### Document excerpt

One night, after listening to my parents argue, and having to deal with my mothers abusive behavior all day, I fell apart. I walked out into the back yard, sat down on the picnic table and began to wallow in self-pity, as tears ran down my face. I cried out to God, wondering why had I allowed my parents to talk me into move in with them in the first place. I knew what kind of people they were, so the only excuse I could come up with was that I had a moment of stupidity. Or maybe I was just hoping that before my parents died, that they would tell me that they loved me.

God has this way of making us face the truth, whether we like it or not. And as I sat there on that picnic table wallowing in self-pity, with tears running down my face. I began to see my childhood as it really was. Up to that point in my life, I had failed to accept that my mothers actions towards me as abusive in any way. After all, no child wants to believe that their parents behavior is abusive. We want to believe that the betting’s we receive, the things that we were accused of that caused us so much pain, was for our own good. Even in the face of sexual abuse, most children are satisfied just to be loved. And even thought they know that what is being done to them is wrong, that it makes them feel uncomfortable, it is the only love they have ever known. Our need to be loved by our parents, often over rides our natural sense of right and wrong behavior. That is why so many children keep silent about that abuse they receive and the hands of their parents, no matter how bad it is. It was not easy for me to look at my past and accept that my mothers actions as abusive, or that the abuse I received as a child had never stopped. Yes, I realized that her behavior was unfair and uncalled for, but part of me believed that her behavior was justified. That her actions were right, and I was the one in the wrong. At least that was what I had come to believe as a child, and continued to believe as an adult. But the truth was her actions towards me as a child was nothing less than CHILD ABUSE! And as a adult, continued to be just as damaging to my self-esteem.

As painful as My childhood was, I had never allowed myself to feel the true pain of the abuse I received. As I said ; “ I had come to believe that my mother behavior was justified. After all I was a very bad girl, and deserved such harsh punishment.” But in one single moment of realization , that I had been abused, the dam broke and the tears began to fall. Year of pain flowed from me like a muddy river, first I raged at God for allowing me to go though such abuse, then I became anger at my Dad for allowing it to happen, and then I became angry at my mother for not being a loving mother.

######

## Written request 1
In the account of the night in the back yard, where did the writer sit down?
The account and the records below it have nothing to do with each other.

### Input rows

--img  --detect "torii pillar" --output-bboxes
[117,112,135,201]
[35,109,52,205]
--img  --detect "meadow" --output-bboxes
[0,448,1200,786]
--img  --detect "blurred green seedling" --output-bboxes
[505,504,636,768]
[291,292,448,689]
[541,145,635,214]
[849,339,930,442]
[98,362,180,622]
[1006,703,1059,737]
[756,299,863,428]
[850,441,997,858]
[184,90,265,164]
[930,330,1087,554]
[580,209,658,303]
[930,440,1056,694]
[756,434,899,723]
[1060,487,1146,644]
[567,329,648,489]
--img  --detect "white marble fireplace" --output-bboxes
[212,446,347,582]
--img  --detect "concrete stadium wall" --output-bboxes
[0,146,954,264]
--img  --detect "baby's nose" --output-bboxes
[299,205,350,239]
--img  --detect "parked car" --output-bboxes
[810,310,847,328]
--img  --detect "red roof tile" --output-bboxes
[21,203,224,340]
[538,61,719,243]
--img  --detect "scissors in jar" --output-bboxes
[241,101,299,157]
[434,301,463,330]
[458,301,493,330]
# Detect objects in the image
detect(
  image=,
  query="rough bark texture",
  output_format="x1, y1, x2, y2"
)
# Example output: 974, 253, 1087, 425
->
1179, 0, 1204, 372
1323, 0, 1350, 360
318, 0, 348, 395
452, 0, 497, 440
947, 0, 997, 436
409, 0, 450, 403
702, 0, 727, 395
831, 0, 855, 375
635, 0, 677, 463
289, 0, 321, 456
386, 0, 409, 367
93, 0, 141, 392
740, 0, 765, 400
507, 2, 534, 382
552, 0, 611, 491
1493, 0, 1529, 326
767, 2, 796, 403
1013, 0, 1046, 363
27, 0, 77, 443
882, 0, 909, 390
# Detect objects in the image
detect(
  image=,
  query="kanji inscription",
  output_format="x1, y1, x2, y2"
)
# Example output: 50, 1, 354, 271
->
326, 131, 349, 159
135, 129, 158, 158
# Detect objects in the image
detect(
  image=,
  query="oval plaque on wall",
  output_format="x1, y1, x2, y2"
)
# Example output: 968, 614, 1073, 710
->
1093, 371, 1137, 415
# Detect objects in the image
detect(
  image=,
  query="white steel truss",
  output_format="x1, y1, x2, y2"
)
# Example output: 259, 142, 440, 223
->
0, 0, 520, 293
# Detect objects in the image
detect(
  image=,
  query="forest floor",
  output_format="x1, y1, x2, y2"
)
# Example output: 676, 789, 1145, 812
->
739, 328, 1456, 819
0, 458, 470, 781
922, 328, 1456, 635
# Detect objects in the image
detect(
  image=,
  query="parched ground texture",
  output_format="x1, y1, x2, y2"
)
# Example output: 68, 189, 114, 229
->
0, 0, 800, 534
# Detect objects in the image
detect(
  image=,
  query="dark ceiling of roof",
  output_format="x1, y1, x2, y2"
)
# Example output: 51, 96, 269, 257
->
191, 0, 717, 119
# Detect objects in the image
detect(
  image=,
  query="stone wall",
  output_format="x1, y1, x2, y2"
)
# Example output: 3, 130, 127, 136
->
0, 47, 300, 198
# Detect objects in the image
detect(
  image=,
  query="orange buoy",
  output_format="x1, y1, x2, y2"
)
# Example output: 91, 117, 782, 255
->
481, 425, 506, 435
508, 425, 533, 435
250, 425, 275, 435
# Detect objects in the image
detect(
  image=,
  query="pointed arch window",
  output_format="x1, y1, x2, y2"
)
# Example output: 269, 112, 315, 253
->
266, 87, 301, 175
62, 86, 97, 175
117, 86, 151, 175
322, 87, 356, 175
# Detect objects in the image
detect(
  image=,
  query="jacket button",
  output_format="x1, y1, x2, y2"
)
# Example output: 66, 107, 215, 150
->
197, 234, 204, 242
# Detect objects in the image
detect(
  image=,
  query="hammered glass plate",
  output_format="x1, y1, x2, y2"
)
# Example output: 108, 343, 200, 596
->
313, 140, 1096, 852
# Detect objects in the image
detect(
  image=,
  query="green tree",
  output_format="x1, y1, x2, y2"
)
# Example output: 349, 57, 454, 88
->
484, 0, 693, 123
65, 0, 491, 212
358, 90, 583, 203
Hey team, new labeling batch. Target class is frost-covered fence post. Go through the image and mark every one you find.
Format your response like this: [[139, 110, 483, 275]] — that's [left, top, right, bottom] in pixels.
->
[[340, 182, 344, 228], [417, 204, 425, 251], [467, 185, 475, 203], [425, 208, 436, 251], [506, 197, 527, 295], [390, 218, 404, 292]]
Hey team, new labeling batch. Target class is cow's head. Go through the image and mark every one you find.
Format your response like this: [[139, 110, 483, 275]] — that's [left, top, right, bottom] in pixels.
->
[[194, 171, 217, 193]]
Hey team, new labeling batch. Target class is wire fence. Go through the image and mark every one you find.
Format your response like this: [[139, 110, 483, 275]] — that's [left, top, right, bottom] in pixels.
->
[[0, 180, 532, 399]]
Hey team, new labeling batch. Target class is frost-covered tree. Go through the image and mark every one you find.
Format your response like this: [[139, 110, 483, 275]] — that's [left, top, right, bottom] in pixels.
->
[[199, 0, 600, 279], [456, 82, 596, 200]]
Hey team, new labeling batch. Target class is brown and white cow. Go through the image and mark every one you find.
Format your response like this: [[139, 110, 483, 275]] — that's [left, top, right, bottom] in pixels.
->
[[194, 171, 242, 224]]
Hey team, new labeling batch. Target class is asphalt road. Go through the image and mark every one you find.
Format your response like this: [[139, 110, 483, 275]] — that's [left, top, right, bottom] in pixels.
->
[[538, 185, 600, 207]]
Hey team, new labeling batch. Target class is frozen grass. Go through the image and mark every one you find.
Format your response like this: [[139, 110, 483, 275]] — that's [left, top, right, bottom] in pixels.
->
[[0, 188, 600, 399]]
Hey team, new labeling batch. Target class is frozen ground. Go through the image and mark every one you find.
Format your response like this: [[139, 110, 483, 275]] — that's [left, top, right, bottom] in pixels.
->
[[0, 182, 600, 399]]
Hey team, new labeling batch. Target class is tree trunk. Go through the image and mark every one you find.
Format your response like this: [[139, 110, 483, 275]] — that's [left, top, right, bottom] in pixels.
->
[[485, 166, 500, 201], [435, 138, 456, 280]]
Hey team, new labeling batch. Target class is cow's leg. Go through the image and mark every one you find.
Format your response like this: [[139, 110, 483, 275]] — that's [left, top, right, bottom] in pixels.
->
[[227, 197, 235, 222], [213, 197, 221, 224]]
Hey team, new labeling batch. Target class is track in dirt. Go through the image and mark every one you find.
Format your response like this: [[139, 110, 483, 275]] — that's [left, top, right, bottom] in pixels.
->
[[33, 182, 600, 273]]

######

## Written request 2
Reproduce the records from their first line through the line containing "[212,446,347,582]", swapping "meadow" for "grassland" and leaving everything else as it is.

## Full output 1
On the picnic table.

## Full output 2
--img  --detect "torii pillar" --output-bboxes
[117,112,135,201]
[35,109,52,205]
--img  --detect "grassland" --output-bboxes
[0,448,1200,786]
--img  --detect "blurred green seedling" --output-bboxes
[505,504,636,768]
[291,292,448,689]
[541,145,635,214]
[849,339,930,442]
[98,362,180,622]
[1006,703,1059,737]
[756,299,863,428]
[850,441,997,858]
[184,90,265,164]
[930,330,1087,554]
[580,209,658,303]
[930,440,1056,694]
[756,434,899,723]
[1060,487,1146,644]
[567,329,648,489]
--img  --detect "white marble fireplace" --output-bboxes
[212,446,347,582]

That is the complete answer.